* TEXT PROVIDED:
________________________________________
The tension between the divine initiative to save and the necessity of human responsiveness toward YHWH found in the theology of Jeremiah means that the promises of restoration in this book have an open-ended quality to them. The promises are certain in terms of their ultimate fulfilment because YHWH will ultimately act unilaterally to bring about Israel’s obedience and faithfulness (cf. 31:31-34), but the timing of the fulfilment is unclear. The fact that the disobedience of the remnant in the land is the final chronological event in the ministry of Jeremiah suggests delay in the realisation of Jeremiah’s promises of complete restoration for Israel as a nation. There is even the implied warning that the end of the seventy years will not bring automatic blessing and restoration for the exiles.

Even when YHWH promises to act unilaterally to save, human response to the word of YHWH is a determining factor in the timing of the fulfilment of these promises. While Jeremiah promises in 31:31-34 that YHWH will act unilaterally to restore his people, he also proclaims that the people have a responsibility to seek YHWH and to turn to him (cf. 29:10-14).[65] There is clearly a paradox in this aspect of the prophetic message, but the prophets are unconcerned to resolve the tension between divine enablement and human responsibility in the manner of a systematic theologian. Instead their objective is to call the people to return to YHWH so that the pattern of disobedience that has necessitated YHWH’s judgement might be broken.

4. Conclusion

The tension between new exodus and no exodus is central to the literary structure of Jeremiah 26 and the theological message of the book of Jeremiah as a whole. YHWH will restore his people from exile with a second exodus even greater than the first (Jer. 30), but the exodus reversal experienced by the remnant in the land as the final chronological event in the ministry of Jeremiah (Jer. 40) suggests that unbelief and disobedience remain as impediments to the blessings of restoration promised to the exilic community. Jeremiah’s view of the future is promising, but there is also an element of uncertainty as to when Israel’s glorious future will appear. While looking forward to the fulfilment of YHWH’s promises of restoration and renewal, the exilic community must also look backward and learn from the experiences of the remnant in the land that missed out on potential blessing because of their disobedience to the word of YHWH.
________________________________________
(Saved data entries)
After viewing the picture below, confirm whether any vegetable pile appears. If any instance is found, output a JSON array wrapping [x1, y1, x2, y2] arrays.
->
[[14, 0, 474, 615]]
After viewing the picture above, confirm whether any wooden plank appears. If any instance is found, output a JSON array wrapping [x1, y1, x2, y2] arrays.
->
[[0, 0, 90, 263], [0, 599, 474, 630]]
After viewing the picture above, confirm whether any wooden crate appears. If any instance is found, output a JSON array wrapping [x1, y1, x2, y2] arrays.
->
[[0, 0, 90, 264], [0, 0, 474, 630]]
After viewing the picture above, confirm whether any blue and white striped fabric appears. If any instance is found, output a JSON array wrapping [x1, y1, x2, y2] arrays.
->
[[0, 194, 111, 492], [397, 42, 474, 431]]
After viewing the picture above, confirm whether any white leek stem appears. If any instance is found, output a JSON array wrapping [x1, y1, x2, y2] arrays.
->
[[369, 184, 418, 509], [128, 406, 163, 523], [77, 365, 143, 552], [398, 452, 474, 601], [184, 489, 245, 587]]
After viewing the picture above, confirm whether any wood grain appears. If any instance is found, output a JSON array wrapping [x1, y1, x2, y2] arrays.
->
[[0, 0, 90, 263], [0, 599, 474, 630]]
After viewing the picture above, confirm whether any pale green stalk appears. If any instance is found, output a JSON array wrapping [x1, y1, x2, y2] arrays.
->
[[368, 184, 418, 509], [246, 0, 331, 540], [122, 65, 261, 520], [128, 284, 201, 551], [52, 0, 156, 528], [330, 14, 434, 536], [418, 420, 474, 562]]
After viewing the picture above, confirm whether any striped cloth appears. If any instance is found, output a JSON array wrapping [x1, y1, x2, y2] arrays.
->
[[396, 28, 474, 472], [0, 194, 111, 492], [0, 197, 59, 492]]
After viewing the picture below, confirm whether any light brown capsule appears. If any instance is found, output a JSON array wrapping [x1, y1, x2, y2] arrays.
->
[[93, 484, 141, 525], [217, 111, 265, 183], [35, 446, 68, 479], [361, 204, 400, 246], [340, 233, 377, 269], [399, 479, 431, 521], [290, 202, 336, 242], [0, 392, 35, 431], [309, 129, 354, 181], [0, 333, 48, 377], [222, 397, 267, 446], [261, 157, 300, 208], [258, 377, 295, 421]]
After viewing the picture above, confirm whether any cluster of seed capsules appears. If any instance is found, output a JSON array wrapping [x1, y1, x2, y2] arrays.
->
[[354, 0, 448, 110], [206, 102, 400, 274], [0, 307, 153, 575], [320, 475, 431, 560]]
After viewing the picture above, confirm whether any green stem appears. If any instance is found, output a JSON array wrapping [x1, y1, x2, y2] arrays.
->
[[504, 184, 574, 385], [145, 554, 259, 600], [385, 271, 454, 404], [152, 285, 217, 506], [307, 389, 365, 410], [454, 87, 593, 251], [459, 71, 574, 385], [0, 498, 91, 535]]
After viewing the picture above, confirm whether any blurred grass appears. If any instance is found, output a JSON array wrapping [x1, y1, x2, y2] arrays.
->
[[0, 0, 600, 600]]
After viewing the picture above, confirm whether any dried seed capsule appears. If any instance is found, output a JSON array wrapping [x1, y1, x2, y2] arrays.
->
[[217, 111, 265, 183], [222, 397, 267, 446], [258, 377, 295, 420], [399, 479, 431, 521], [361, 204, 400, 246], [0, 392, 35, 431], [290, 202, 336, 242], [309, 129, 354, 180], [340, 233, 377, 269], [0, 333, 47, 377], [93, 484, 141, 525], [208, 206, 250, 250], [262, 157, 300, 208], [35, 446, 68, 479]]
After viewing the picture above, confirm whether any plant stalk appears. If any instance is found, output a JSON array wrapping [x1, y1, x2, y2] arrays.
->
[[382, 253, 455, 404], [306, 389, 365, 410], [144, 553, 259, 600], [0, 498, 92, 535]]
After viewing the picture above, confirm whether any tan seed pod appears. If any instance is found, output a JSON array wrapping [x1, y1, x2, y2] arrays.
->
________________________________________
* PROBLEMS TO WORK ON:
1 - List every distinct biblical reference (chapter, or chapter and verses) cited in the text on Jeremiah's theology above.
2 - According to the conclusion of the text on Jeremiah's theology, what tension is central to the literary structure of Jeremiah 26?

* SET OF ANSWERS:
1 -
31:31-34
29:10-14
Jeremiah 26
Jer. 30
Jer. 40

2 - The tension between new exodus and no exodus.